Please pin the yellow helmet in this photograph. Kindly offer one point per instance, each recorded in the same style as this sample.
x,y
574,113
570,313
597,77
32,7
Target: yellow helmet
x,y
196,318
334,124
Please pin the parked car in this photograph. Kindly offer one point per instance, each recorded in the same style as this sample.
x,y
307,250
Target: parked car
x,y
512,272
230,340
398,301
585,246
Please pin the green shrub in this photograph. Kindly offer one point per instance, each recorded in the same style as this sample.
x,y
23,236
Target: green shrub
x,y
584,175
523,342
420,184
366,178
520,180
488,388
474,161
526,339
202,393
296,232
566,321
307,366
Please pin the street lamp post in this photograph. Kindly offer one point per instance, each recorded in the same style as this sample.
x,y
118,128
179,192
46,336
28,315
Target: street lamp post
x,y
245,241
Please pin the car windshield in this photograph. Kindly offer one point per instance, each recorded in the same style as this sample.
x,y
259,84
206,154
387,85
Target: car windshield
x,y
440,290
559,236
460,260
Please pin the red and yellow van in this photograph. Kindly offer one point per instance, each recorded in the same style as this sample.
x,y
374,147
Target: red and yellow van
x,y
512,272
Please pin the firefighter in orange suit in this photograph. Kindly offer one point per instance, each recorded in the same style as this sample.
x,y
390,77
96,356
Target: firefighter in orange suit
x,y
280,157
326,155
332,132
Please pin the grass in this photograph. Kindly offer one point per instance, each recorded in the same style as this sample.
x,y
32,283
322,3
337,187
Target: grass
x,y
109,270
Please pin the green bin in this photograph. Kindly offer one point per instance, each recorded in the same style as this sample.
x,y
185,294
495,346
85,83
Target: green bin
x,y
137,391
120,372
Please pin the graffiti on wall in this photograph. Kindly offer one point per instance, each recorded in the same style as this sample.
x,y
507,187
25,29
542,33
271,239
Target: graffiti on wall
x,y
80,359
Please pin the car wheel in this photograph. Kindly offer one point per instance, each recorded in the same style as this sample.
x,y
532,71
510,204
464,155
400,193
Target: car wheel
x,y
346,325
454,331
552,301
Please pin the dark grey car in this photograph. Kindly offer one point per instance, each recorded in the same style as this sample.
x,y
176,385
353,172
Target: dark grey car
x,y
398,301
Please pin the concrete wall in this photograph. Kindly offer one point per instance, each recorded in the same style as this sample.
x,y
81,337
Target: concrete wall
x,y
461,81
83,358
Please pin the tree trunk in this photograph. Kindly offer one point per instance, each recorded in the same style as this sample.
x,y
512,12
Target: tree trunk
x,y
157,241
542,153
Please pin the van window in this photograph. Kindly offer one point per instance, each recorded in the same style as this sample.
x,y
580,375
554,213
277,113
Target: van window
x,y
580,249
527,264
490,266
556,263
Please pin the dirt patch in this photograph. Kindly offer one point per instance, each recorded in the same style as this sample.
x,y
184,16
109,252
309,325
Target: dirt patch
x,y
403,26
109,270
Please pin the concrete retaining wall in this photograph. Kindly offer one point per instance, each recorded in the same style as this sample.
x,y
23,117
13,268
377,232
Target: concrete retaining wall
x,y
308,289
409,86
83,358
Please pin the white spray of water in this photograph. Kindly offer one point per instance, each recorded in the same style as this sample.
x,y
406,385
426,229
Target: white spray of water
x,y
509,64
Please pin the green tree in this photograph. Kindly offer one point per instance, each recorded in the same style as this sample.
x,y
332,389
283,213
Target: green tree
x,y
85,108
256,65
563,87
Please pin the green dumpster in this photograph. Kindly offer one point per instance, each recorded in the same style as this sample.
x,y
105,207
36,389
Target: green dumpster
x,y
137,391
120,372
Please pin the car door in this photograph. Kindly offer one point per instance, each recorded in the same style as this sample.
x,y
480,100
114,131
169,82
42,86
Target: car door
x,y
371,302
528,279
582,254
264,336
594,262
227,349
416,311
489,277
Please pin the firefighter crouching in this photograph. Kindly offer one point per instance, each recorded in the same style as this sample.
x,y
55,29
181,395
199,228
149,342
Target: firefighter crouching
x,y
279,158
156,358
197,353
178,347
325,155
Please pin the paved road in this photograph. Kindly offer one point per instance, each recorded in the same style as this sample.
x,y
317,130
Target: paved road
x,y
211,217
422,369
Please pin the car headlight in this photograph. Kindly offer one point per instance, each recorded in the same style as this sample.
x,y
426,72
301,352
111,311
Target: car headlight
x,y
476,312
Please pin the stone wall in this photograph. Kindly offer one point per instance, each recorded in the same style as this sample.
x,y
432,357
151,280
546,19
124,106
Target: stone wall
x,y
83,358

════

INSTRUCTIONS FOR THE TASK: Reproduce every entry shown above, precisely as it stands.

FULL SOLUTION:
Please pin the yellow helmet in this photograph. Kindly offer one point per instance, each recorded in the same style as this sample.
x,y
574,113
570,313
597,77
32,7
Target: yellow helmet
x,y
196,318
334,124
Please pin the parked car in this photograph. Kindly offer one point per instance, each recorded in the same style as this sample.
x,y
307,250
Target: parked car
x,y
512,272
230,340
398,301
585,246
Please pin the green shrub in this photograph. Kindly offer one point per instance, each recorded in the same style as this sample.
x,y
23,236
Target: green shrub
x,y
584,175
523,342
420,184
366,178
520,180
488,388
474,161
526,339
202,393
296,232
566,321
307,366
Please pin the street lamp post in this photograph. Kindly offer one point per instance, each recorded in the same style as this sample.
x,y
118,128
179,192
46,336
28,315
Target: street lamp post
x,y
245,241
Please pin the car windshield in this photograph. Kindly offer one point per instance, each recorded in the same style as this sample.
x,y
259,84
206,154
387,85
Target: car windshield
x,y
440,290
559,236
460,260
Please pin the red and yellow van in this photograph. Kindly offer one point per instance, each recorded in the same style as this sample.
x,y
374,147
Target: red and yellow van
x,y
512,272
Please pin the firefighter in orange suit in this photograph. Kindly offer one point per instance, each recorded in the same style as this sample.
x,y
390,77
96,356
Target: firefighter in orange suit
x,y
280,157
326,155
332,132
Please pin the grass in this photograph. Kindly offer one point per instance, each recorded in the same style as this sample.
x,y
32,283
322,3
337,187
Target: grass
x,y
109,270
Please pin the green bin in this photograph. Kindly offer one point per instance, each recorded in the same style as this sample.
x,y
185,294
495,346
85,83
Target: green bin
x,y
137,391
120,372
Please pin the graffiti on wall in this photograph. Kindly offer one point per instance, each recorded in the same style as this sample.
x,y
507,187
25,29
542,33
271,239
Target: graffiti on wall
x,y
80,359
Please pin the car wheel in this photograph. Kindly offer one point per instance, each recorded in the same style as this sample.
x,y
532,71
510,204
464,155
400,193
Target: car wheel
x,y
346,325
454,331
552,301
Please pin the dark grey car in this photograph. Kindly offer one point per instance, each recorded in the same style as this sample.
x,y
176,385
353,172
Target: dark grey car
x,y
398,301
Please pin the concrete wall in this photograph. Kindly offer one point per instance, each recorded in the same style as this sample.
x,y
81,337
Target: concrete wall
x,y
461,81
83,358
Please pin the tree trunk in this photograph. Kindly offer one point per instance, each recorded in the same style as this sample.
x,y
512,12
Target: tree trunk
x,y
157,241
542,153
Please pin the van window in this photograph. Kindly offer one point per instance, each recorded in the same style as this sample.
x,y
580,375
554,213
277,113
Target: van window
x,y
580,249
527,264
490,266
556,263
Please pin the dirt patch in this photograph. Kindly offer one point per instance, each recorded in the same style as this sample.
x,y
184,16
109,252
309,325
Target: dirt patch
x,y
403,26
109,270
Please pin the concrete retaining wall in this photograph. Kindly offer one point per instance, each recorded in the same style as this sample.
x,y
23,117
13,268
377,232
Target: concrete retaining wall
x,y
308,289
409,86
83,358
Please pin the white spray of water in this photograph. Kindly offer one point per instance, each recorded in the same style as this sample.
x,y
406,385
426,229
Target: white spray of water
x,y
509,64
Please pin the green tree in this photograph. Kindly offer one point per instance, each recorded in the same style as this sample.
x,y
332,389
283,213
Target: green tree
x,y
85,108
256,65
563,87
Please pin the green dumpster in this photograph. Kindly offer one point per instance, each recorded in the same style as this sample.
x,y
105,207
36,389
Target: green dumpster
x,y
137,391
120,372
Please pin the car door in this photograph. Kindly offer one point per instance, each recorded in the same style as this sample.
x,y
480,100
114,131
169,82
42,86
Target: car door
x,y
371,302
528,279
582,254
264,336
594,262
227,349
416,311
489,277
Please pin the firefighter crouching in this photograph. Kindly offer one point per instance, each recorded in the same style as this sample.
x,y
55,29
181,395
199,228
149,342
Target: firefighter crouching
x,y
279,158
156,358
197,353
178,347
325,155
Please pin the paved road in this photograph. Kindly offer one point per instance, each recorded in the same style as this sample.
x,y
317,130
Target: paved road
x,y
211,217
422,369
Please pin the car headlight in this photograph. Kindly offer one point per instance, each recorded in the same style as this sample.
x,y
426,72
301,352
111,311
Target: car headlight
x,y
476,312
Please pin the stone wall in this photograph. Kindly offer one point per instance, each recorded in the same style as this sample.
x,y
432,357
151,280
546,19
124,106
Target: stone wall
x,y
83,358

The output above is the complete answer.